------ Given records ------

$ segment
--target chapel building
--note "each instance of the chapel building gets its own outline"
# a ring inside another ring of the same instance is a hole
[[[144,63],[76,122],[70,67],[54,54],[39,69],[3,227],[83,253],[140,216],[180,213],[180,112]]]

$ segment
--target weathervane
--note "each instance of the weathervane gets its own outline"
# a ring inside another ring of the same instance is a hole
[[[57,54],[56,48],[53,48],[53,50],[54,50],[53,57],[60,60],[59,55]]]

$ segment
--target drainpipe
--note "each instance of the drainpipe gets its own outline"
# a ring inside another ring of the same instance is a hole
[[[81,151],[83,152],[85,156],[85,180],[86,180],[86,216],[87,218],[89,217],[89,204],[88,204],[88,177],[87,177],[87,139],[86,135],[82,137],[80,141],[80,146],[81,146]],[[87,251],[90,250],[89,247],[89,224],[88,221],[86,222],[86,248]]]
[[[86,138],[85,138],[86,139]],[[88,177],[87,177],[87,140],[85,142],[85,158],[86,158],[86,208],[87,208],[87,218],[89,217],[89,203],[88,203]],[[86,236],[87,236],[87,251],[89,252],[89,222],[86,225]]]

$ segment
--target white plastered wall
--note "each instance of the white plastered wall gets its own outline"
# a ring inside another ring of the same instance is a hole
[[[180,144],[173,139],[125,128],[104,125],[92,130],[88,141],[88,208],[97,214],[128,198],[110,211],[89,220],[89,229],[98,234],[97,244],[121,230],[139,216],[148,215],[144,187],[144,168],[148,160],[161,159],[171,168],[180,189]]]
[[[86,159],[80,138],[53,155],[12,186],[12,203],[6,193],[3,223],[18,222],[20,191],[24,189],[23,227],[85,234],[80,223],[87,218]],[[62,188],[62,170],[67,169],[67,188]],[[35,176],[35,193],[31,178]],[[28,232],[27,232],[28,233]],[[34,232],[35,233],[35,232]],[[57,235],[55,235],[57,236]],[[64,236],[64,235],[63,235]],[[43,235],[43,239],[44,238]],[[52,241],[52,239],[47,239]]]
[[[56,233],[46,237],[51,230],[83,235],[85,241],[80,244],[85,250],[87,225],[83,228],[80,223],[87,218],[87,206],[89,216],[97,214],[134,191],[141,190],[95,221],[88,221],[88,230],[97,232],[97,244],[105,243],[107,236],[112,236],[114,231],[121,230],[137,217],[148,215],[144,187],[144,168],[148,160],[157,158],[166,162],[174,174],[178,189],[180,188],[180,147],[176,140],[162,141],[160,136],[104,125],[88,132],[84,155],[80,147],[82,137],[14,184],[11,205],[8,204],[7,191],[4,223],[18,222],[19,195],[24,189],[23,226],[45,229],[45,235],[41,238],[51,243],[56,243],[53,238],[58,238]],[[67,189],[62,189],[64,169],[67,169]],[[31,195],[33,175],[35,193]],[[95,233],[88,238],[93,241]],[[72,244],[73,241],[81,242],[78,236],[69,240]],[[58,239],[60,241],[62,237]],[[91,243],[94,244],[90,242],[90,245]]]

------

Look through the records for the word "drainpipe". Every line that has it should be copied.

Result of this task
--target drainpipe
--note "each instance of the drainpipe gets its own outline"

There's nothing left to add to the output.